__Directions__: Please convert the lines below into a Markdown table with the columns "Row" and "Line", numbering each row and skipping blank lines. Keep the pictures out of the answer.

Outline lines for images
==*==

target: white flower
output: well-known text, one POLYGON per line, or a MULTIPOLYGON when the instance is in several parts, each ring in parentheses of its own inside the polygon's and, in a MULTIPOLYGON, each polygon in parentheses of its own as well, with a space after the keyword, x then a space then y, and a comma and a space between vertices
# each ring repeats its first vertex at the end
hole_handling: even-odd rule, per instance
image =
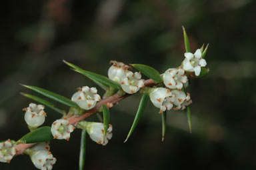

==*==

__Correct answer__:
| Row | Line |
|---|---|
| 1 | target: white flower |
| 2 | output: well-known text, one POLYGON per line, or a MULTIPOLYGON when the instance is in several parts, each ring in parentheses of its own inside the polygon's and, in a MULTIPOLYGON, each polygon in parentheses of its own as well, with a space after the keyword, x then a space then y, and a comma and a space between vertices |
| 3 | # each ring repeats its first vertex at the end |
| 4 | hole_handling: even-odd rule, per instance |
| 5 | image = |